## Do this
Pick out every line of the data below that contains the word "ceramic", and copy each one.

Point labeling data
%%
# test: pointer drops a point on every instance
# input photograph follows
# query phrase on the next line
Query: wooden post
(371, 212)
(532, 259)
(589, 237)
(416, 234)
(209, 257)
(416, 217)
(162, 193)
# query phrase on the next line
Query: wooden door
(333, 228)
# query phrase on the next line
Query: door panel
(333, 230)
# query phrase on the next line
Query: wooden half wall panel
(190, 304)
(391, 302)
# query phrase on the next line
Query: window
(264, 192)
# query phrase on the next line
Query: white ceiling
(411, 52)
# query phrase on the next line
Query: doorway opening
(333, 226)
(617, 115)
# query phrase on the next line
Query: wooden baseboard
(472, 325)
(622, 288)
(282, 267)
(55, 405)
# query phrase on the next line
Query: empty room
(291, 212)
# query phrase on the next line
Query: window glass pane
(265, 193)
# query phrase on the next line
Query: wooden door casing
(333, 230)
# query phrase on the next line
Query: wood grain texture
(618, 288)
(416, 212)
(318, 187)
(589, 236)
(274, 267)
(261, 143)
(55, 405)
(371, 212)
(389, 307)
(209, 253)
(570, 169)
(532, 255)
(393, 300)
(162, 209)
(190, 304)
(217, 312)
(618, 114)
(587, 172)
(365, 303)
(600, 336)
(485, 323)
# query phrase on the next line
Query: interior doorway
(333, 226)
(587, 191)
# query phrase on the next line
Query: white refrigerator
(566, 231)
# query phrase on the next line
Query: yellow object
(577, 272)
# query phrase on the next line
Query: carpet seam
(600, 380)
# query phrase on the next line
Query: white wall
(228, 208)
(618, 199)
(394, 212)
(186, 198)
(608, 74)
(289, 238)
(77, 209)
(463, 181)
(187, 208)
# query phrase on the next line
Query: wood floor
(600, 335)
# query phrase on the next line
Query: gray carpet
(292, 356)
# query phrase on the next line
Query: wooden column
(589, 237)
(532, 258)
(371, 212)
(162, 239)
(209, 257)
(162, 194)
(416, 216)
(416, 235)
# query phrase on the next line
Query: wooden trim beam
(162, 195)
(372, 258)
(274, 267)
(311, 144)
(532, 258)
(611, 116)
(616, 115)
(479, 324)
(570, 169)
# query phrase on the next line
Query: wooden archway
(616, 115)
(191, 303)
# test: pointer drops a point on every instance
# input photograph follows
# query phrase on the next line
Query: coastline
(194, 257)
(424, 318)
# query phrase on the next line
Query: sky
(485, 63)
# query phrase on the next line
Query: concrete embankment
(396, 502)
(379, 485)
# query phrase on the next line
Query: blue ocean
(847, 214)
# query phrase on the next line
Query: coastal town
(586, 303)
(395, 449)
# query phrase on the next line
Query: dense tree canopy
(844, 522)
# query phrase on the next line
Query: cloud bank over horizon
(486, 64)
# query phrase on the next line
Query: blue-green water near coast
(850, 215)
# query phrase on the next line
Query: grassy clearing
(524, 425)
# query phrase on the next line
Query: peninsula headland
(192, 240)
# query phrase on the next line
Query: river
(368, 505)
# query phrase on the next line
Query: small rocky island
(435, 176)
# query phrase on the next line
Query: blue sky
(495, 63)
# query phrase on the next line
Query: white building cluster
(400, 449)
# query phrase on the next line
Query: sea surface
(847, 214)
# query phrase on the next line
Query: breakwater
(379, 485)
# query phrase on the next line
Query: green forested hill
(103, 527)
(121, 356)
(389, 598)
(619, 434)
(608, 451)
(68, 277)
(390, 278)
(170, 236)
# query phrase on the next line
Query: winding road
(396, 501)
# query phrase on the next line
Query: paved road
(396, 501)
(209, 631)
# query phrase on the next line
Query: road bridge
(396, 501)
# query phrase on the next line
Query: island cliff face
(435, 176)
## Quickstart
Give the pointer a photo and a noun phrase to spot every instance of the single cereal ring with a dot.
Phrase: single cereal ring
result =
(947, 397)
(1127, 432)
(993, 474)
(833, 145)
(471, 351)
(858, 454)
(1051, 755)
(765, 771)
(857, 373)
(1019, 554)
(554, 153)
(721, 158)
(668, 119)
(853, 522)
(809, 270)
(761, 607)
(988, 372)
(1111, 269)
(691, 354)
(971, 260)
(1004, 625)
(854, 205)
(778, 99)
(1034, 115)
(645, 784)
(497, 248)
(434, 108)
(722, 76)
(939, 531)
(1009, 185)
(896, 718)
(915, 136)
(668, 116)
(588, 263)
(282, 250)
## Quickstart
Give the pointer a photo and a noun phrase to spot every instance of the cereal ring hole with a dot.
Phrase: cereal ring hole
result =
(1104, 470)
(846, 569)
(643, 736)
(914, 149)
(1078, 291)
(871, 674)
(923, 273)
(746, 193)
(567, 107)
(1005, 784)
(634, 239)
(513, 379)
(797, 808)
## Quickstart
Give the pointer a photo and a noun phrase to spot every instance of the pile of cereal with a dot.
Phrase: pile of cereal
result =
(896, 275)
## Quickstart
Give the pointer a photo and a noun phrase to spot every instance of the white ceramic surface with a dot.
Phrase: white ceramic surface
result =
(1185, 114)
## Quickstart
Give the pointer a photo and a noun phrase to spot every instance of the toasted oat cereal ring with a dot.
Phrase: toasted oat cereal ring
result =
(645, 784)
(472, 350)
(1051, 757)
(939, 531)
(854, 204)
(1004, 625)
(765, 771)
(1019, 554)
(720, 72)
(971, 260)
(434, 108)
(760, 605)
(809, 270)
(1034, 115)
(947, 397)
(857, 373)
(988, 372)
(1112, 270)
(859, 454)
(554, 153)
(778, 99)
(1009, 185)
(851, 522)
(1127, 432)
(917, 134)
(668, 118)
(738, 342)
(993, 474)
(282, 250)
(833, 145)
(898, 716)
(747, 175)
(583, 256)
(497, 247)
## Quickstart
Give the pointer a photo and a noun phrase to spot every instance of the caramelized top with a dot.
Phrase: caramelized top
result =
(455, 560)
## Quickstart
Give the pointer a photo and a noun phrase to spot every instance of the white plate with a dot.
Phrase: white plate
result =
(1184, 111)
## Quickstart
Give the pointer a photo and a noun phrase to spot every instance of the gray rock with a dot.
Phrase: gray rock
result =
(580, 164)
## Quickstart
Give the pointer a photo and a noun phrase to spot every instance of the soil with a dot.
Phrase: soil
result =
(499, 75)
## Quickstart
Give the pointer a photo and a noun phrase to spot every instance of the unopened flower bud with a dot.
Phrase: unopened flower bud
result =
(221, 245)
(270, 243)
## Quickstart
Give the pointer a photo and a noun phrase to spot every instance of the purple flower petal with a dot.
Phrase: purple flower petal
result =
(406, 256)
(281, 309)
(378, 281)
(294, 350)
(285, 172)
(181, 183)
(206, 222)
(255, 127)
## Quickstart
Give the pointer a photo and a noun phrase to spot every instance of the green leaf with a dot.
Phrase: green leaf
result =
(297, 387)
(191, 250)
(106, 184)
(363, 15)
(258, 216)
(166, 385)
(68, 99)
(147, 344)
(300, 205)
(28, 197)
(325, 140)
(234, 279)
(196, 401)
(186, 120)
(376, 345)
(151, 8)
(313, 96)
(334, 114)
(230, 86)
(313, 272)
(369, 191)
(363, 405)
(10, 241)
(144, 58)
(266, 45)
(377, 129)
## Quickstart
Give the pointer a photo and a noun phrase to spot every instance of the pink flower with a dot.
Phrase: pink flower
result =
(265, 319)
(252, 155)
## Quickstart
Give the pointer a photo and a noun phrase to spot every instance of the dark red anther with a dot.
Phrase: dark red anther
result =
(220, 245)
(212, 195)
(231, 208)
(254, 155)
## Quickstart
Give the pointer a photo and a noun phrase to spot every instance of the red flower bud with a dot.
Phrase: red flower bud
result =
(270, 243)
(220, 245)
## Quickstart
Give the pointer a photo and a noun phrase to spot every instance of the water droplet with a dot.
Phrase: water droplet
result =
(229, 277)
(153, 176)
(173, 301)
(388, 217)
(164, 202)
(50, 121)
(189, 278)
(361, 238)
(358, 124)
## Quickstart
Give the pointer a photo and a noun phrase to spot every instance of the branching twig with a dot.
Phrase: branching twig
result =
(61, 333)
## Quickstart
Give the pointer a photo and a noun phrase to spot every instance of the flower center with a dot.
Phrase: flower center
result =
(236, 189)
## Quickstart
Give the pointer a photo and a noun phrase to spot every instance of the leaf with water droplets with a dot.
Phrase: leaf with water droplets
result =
%%
## Worked answer
Give the pointer a photo and a noun phrase to spot every instance of the white ceramic surface with a dot.
Phrase: white ceramic surface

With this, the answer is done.